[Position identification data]
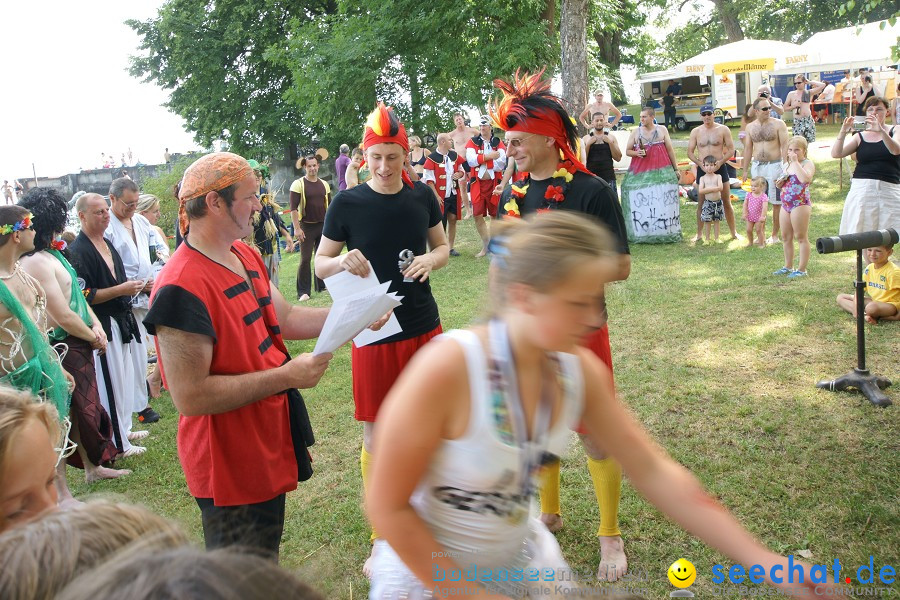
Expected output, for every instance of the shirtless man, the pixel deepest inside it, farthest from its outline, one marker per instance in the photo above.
(77, 327)
(599, 105)
(799, 100)
(713, 139)
(765, 91)
(460, 135)
(766, 142)
(27, 362)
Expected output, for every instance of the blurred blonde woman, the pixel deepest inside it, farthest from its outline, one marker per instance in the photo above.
(29, 436)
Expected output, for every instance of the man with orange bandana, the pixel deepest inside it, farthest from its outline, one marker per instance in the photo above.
(220, 328)
(382, 221)
(542, 139)
(486, 154)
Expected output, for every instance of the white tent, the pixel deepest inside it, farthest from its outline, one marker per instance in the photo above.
(868, 45)
(755, 55)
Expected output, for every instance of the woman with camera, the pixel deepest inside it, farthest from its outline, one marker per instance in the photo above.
(865, 91)
(873, 201)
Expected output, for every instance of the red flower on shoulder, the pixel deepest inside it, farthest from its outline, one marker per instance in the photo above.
(554, 193)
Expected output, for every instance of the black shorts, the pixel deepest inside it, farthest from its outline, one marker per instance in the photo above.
(722, 172)
(450, 205)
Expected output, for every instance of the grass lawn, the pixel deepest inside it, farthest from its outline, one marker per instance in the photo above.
(715, 356)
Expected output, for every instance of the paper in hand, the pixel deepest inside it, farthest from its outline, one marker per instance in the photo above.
(358, 302)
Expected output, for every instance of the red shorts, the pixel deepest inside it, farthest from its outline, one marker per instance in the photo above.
(376, 368)
(484, 202)
(598, 343)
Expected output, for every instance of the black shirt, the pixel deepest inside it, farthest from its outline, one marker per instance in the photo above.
(586, 194)
(381, 226)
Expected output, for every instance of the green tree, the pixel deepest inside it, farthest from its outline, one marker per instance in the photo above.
(262, 74)
(426, 64)
(213, 58)
(786, 20)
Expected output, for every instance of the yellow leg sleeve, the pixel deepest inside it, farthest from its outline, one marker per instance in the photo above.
(365, 461)
(607, 477)
(549, 488)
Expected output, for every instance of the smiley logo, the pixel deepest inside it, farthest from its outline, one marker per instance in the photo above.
(682, 573)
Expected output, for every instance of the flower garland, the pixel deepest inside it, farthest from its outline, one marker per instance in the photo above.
(25, 223)
(553, 197)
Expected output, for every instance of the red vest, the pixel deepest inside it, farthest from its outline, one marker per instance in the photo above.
(246, 455)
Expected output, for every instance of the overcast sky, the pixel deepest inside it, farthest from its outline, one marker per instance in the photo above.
(66, 95)
(65, 92)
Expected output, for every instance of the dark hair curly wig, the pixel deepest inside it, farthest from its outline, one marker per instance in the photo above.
(49, 209)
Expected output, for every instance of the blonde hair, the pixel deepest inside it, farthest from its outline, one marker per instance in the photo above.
(800, 142)
(761, 182)
(147, 202)
(542, 252)
(187, 572)
(41, 557)
(17, 409)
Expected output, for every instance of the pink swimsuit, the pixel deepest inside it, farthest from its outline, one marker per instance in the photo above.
(755, 207)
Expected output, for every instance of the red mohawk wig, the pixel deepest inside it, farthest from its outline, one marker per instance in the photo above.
(529, 106)
(383, 127)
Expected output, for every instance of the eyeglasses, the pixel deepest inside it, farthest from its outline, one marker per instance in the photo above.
(516, 142)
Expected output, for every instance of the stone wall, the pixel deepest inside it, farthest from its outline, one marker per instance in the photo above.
(95, 180)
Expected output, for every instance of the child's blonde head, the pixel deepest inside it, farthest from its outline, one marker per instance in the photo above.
(799, 142)
(41, 557)
(19, 409)
(545, 251)
(187, 572)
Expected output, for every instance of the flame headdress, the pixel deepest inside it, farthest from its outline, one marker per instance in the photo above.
(383, 127)
(529, 106)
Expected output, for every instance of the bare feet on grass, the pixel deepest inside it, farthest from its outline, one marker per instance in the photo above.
(613, 562)
(99, 473)
(552, 521)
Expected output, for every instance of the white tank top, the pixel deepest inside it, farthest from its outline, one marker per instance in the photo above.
(470, 496)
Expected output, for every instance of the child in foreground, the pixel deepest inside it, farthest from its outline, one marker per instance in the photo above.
(882, 279)
(710, 191)
(466, 426)
(755, 207)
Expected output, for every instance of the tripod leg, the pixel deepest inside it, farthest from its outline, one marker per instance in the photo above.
(874, 394)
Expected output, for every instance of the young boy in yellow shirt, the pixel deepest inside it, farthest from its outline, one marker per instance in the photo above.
(882, 279)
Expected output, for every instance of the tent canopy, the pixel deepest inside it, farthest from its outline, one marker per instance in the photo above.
(848, 48)
(756, 55)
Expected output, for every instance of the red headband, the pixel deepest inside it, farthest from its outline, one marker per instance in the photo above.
(542, 122)
(377, 131)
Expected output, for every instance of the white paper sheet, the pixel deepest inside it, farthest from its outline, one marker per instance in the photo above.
(358, 301)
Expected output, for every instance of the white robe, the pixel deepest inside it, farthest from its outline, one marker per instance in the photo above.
(136, 259)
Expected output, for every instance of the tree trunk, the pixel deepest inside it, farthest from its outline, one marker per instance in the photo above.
(549, 17)
(728, 12)
(573, 42)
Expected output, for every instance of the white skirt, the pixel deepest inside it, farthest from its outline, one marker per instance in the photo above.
(871, 204)
(392, 580)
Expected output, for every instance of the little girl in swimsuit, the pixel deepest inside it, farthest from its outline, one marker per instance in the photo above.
(796, 207)
(755, 206)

AIM -
Reproduce the data from the line that contains "Expected output, for every instance of the red headband, the" through the end of the data, replacing "white robe" with "white bathrobe" and leaving everything else unchanged.

ANSWER BELOW -
Expected output, for every instance of the red headband, the pixel deepest inside it, farthest from its outline, one marker per instance in the photo above.
(542, 122)
(377, 131)
Expected output, for every instance of the white paper sheet, the pixel deepest inside it, farthest from its outline, one marker per instance in the photo above.
(358, 301)
Expected output, for every instance of the white bathrobe, the pixel deepest inside it, farthest from its outline, one marker per instance in the photo above.
(136, 259)
Expected output, for every instance of the tree trunk, the pixel deepest inside it, farthest from its outline, one marker per instance in the photo above.
(549, 17)
(728, 12)
(573, 42)
Expected output, for every instance of the white skirt, the pixel deepest inside it, farthest from its outline, one marker per instance in the photo above.
(871, 204)
(392, 580)
Expected output, for every instance of the little girl in swimsuit, the pixel deepest inside it, farthest from its outline, one marker per instance in the photo above.
(796, 207)
(755, 206)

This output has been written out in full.